- [What to work on]:
1. State whether each statement below agrees with the forum excerpt on primecoin mining. Answer yes or no, and quote the exact words of the excerpt that decide it. (a) The reward is given as 0.1 XPM per block. (b) Building a cluster is described as currently affordable. (c) Someone is said to have claimed that the whole US would need only three computers.
2. Duplicate everything in the forum excerpt on primecoin mining from "The reason why" down to "for electricity costs.".

- [Supplied text]:
——————————

Maybe when there are a set of quantum computers mining, the scenario of 25 million primecoins might be possible, but then the centralisation of mining might possibly force people to lose confidence in the coin altogether. I can't imagine 1,000 quantum computers mining when the rewards are a few cents an hour (0.1 XPM per block shared amongst 1,000).

Someone used to claim the whole US would only need three computers, which at that time takes quite a few large rooms to install. 8)

I guess I agree with your response, and it is clear you can see that the average consumer is important.

The reason why I look at what the average consumer would purchase is because currently those are the most affordable solutions that currently have a faster return on investment. That’s why it’s more interesting to look at what an average person would purchase. Even at the moment it isn’t affordable to go out to build a cluster as the real return is zero after accounting for electricity costs.

If you already have the equipment, then you may recover some of the cost of the equipment that you purchased. This average of reasonable level of equipment is where you should be analysing, even if the average equipment becomes much faster.

——————————

- [Stored data]:
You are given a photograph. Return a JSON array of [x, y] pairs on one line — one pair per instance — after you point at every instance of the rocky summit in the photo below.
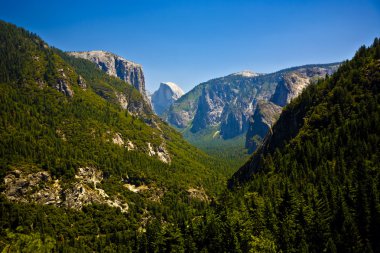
[[227, 104], [117, 66], [165, 96]]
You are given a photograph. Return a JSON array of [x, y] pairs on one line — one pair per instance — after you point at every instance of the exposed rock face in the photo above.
[[117, 66], [160, 152], [42, 189], [82, 83], [164, 97], [63, 85], [228, 102], [260, 123]]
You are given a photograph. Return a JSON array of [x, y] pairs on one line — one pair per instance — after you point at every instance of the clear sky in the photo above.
[[188, 42]]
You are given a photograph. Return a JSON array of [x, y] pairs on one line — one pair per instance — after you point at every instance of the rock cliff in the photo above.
[[117, 66], [165, 96]]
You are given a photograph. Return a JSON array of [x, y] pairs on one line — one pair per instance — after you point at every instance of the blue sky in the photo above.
[[188, 42]]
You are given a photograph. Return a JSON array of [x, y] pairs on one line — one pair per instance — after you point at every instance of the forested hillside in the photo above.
[[82, 157], [314, 184], [86, 167]]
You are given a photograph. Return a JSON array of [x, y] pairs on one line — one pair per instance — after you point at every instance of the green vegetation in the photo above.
[[312, 187]]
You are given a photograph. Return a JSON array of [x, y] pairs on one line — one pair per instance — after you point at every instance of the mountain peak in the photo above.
[[117, 66], [174, 87], [165, 96], [246, 73]]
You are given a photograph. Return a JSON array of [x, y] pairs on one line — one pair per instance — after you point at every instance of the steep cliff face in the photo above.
[[260, 123], [292, 83], [117, 66], [165, 96], [227, 103]]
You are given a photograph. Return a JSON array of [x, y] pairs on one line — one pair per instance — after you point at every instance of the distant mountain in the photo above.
[[165, 96], [73, 138], [226, 105], [117, 66], [260, 123], [314, 184]]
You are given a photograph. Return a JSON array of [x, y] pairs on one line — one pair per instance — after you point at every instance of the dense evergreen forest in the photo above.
[[313, 186]]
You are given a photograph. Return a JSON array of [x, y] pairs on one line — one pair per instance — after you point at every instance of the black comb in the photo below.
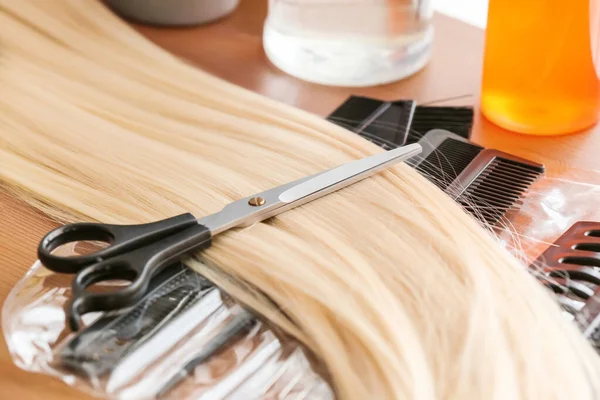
[[487, 183], [97, 349], [571, 266], [458, 120], [391, 124], [384, 123], [571, 269]]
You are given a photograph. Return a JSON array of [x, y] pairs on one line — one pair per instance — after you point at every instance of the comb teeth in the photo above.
[[572, 271], [572, 265], [493, 184], [486, 183]]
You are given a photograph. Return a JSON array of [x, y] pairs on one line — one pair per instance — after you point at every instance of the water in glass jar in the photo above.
[[349, 42]]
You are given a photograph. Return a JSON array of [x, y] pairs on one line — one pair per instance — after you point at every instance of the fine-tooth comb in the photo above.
[[487, 183], [391, 124], [571, 268], [98, 349]]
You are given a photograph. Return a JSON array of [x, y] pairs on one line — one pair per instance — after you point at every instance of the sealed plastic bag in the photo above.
[[142, 352]]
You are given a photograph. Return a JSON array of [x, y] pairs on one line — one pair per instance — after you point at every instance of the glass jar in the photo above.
[[349, 42]]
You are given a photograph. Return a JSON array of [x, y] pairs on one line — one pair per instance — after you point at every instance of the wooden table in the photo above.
[[232, 49]]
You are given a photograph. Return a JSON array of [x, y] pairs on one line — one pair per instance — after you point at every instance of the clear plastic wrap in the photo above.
[[135, 353], [552, 205]]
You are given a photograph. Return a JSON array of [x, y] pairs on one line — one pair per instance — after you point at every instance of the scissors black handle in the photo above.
[[134, 253]]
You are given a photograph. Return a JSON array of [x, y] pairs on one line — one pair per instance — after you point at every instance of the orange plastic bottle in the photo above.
[[539, 74]]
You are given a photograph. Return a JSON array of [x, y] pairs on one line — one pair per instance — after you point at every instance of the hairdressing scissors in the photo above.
[[136, 253]]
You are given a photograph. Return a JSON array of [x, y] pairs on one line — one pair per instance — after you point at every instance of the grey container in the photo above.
[[173, 12]]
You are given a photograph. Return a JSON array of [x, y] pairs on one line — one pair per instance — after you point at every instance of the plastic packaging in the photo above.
[[551, 206], [133, 354]]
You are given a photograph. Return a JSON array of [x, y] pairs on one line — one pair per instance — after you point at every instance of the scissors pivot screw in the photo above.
[[256, 201]]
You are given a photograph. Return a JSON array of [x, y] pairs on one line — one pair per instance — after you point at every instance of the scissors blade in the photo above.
[[269, 203]]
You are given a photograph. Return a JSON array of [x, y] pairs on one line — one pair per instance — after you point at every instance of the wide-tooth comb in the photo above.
[[571, 267], [487, 183], [384, 123]]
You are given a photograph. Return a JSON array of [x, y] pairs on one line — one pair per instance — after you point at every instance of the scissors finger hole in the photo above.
[[108, 286], [82, 247]]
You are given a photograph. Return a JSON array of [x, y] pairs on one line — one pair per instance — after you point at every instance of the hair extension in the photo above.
[[396, 289]]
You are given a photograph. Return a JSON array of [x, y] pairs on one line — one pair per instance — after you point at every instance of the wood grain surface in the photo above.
[[232, 49]]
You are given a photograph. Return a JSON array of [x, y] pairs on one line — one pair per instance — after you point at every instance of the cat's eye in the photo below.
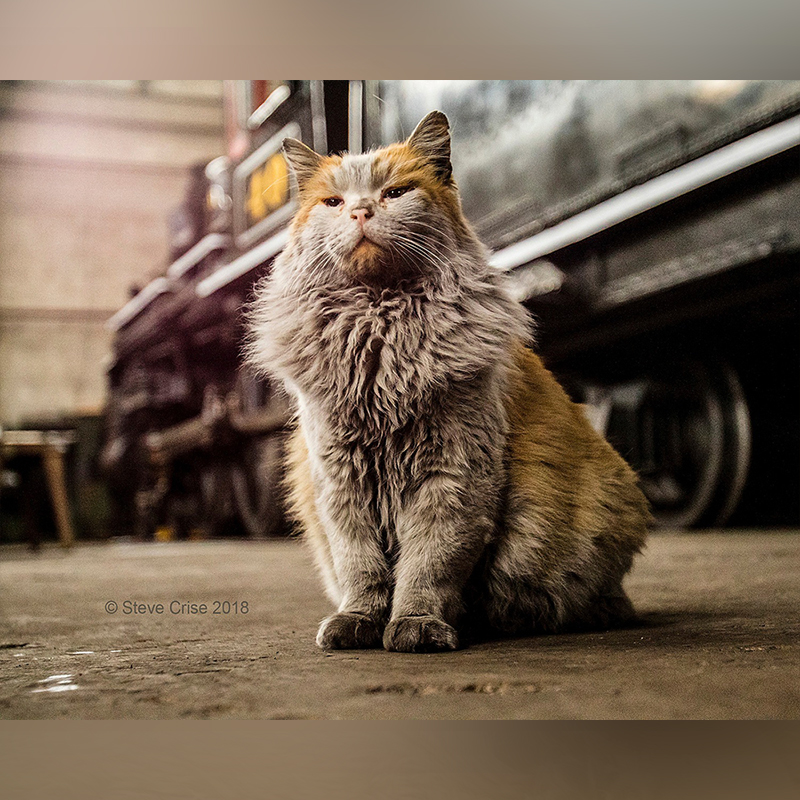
[[396, 191]]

——————————

- [Answers given]:
1.
(a) Yes: "0.1 XPM per block shared amongst 1,000"
(b) No: "Even at the moment it isn’t affordable to go out to build a cluster"
(c) Yes: "Someone used to claim the whole US would only need three computers"

2.
The reason why I look at what the average consumer would purchase is because currently those are the most affordable solutions that currently have a faster return on investment. That’s why it’s more interesting to look at what an average person would purchase. Even at the moment it isn’t affordable to go out to build a cluster as the real return is zero after accounting for electricity costs.